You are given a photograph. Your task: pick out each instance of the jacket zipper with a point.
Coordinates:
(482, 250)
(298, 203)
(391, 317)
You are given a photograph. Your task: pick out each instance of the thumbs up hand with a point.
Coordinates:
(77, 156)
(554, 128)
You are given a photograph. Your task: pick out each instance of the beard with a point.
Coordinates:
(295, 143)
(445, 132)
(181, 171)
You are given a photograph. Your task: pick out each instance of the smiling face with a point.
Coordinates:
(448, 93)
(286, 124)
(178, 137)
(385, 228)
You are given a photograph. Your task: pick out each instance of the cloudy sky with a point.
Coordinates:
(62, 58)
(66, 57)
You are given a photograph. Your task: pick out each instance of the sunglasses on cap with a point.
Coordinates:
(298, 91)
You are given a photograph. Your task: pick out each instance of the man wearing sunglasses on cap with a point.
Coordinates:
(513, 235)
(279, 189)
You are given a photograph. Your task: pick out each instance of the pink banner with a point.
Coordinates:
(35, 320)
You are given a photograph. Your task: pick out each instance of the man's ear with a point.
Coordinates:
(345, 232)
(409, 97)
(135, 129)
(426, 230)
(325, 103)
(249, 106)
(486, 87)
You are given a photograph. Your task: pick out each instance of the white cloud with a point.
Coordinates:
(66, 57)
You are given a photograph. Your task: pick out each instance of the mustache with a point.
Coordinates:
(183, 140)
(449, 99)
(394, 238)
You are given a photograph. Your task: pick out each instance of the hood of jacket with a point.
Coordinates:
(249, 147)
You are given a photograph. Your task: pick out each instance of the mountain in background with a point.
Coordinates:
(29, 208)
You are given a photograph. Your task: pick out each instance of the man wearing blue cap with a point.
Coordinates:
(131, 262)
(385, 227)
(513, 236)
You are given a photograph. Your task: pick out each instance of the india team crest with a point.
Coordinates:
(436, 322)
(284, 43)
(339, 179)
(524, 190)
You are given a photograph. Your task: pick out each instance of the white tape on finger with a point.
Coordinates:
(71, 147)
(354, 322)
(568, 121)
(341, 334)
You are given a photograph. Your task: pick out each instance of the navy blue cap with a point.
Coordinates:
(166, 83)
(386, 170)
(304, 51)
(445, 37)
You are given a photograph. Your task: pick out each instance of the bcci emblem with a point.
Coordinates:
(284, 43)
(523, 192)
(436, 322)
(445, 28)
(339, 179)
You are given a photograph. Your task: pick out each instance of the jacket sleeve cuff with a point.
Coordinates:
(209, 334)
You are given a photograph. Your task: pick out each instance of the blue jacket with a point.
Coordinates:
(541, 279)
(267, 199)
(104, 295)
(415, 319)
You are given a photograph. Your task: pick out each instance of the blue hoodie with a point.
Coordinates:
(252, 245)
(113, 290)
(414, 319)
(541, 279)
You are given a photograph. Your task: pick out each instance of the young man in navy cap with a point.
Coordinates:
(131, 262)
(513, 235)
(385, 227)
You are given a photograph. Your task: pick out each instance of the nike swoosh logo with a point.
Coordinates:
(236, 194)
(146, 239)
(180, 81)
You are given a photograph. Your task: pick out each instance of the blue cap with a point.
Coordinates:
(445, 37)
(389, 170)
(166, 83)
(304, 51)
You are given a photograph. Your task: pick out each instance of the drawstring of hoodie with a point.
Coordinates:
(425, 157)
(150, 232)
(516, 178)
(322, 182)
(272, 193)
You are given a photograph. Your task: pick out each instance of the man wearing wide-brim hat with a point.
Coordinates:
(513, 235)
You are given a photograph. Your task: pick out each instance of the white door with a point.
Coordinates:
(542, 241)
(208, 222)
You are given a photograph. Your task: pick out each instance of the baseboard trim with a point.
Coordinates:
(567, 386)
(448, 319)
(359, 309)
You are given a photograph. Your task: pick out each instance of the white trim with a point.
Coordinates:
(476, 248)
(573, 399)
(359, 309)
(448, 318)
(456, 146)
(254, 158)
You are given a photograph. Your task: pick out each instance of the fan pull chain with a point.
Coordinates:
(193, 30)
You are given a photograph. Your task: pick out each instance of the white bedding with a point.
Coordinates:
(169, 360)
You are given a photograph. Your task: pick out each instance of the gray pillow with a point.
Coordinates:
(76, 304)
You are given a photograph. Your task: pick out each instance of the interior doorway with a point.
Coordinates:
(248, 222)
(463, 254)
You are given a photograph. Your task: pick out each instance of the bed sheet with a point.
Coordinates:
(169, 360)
* * *
▸ Written exercise:
Print out every entry, keeping each one exact.

▸ Solved problem:
You are given a photograph. Your task: pick out each instance of the jacket zipper with a point.
Coordinates:
(482, 250)
(298, 203)
(391, 317)
You are given a photograph. Your task: pick out each instance of the thumbs up hand with a point.
Coordinates:
(77, 156)
(554, 128)
You are given a photograph. Your task: pick out each instance of the beard with a point.
Coordinates:
(295, 143)
(445, 132)
(181, 171)
You are given a photograph. Your task: pick out each instance of the smiling face with a point.
Coordinates:
(448, 93)
(286, 124)
(178, 137)
(385, 228)
You are given a photograph. Your task: pick out each instance of the cloudy sky with a point.
Coordinates:
(62, 58)
(66, 57)
You are given a photograph. Your task: pick out each instance of the sunglasses on cap with a point.
Coordinates:
(298, 91)
You are given a photograph. Your task: pick out each instance of the man wearing sunglasses on cap with a point.
Coordinates:
(513, 235)
(279, 189)
You are given a photograph. Your task: pick out each instance of the pink banner with a point.
Coordinates:
(35, 320)
You are given a photograph. Your task: pick out each instance of the man's ear with a point.
Coordinates:
(345, 232)
(409, 97)
(135, 129)
(426, 230)
(325, 103)
(249, 106)
(486, 87)
You are given a photograph. Your task: pick out each instance of the white cloud with a point.
Coordinates:
(66, 57)
You are given a photograph. Your task: pick out each instance of the mustache with a point.
Coordinates:
(183, 140)
(449, 99)
(394, 238)
You are given a photograph. Your task: pick out each instance of the hood of jacket with a point.
Coordinates:
(249, 147)
You are given a photograph. Your task: pick out each instance of the mountain in background with a point.
Coordinates:
(29, 208)
You are given a photograph. Your task: pick out each instance of the man wearing blue cap with a point.
Coordinates:
(131, 262)
(385, 227)
(513, 236)
You are given a photograph. Your task: pick out each instance of the india team crest with a point.
Coordinates:
(436, 322)
(284, 43)
(339, 179)
(524, 190)
You are given a photograph. Your task: pick out each instance of the white tape on finger with a point.
Coordinates:
(71, 147)
(354, 322)
(568, 121)
(341, 334)
You are given a photograph. Your task: pick out each instance of the navy blue cap with a point.
Coordinates:
(166, 83)
(386, 170)
(304, 51)
(445, 37)
You are given a photograph. Your task: pick out each instance of the bcci emblem with a point.
Coordinates:
(284, 43)
(523, 192)
(436, 322)
(445, 28)
(339, 179)
You are given a photograph. Your task: pick out each instance of the jacket sleeve cuff with a point.
Coordinates:
(209, 334)
You are given a photograph. Your task: pick out each instance of the blue jacket with a point.
Coordinates:
(541, 279)
(267, 199)
(104, 295)
(415, 319)
You are given a photograph. Your task: pick out each instance of the blue hoodie with a point.
Coordinates:
(252, 245)
(113, 290)
(414, 319)
(541, 279)
You are given a photograph. Your task: pick out each instance of the young man in navy cap with a point.
Coordinates:
(131, 262)
(513, 235)
(385, 227)
You are given a photograph. Your task: pick out each instance of the nike swoosh logo with a point.
Coordinates:
(236, 194)
(146, 239)
(180, 81)
You are given a photograph. Your task: pick out each instance of the blue cap with a point.
Coordinates:
(445, 37)
(389, 170)
(166, 83)
(304, 51)
You are given a photograph. Your task: pick out each instance of the drawstring of hoodie with a point.
Coordinates:
(425, 157)
(150, 232)
(516, 178)
(322, 182)
(272, 193)
You are given a photograph. Your task: pick out each instance of the man wearing wide-brim hat with a point.
Coordinates:
(513, 235)
You are given a photograph. Your task: pick out each instance of the white door with a point.
Coordinates:
(542, 241)
(208, 222)
You are given a photograph. Your task: pick out each instance of the baseboard trim with a point.
Coordinates:
(567, 386)
(448, 319)
(359, 309)
You are given a photograph. Your task: pick out each instance of the white trim with a point.
Coordinates:
(476, 248)
(573, 399)
(359, 309)
(448, 318)
(456, 146)
(254, 158)
You are given a photograph. Your task: pick out each instance of the fan pull chain with a point.
Coordinates:
(193, 30)
You are given a photograph. Your task: pick out each instance of the white bedding with a point.
Coordinates:
(169, 360)
You are given a photograph. Your task: pick out each instance of the gray pillow with a point.
Coordinates:
(76, 304)
You are given a photograph. Your task: pick out each instance of the interior doorway with a point.
Coordinates:
(248, 222)
(463, 254)
You are given a photograph. Your task: pick out each instance of the bed sheet with a point.
Coordinates:
(169, 360)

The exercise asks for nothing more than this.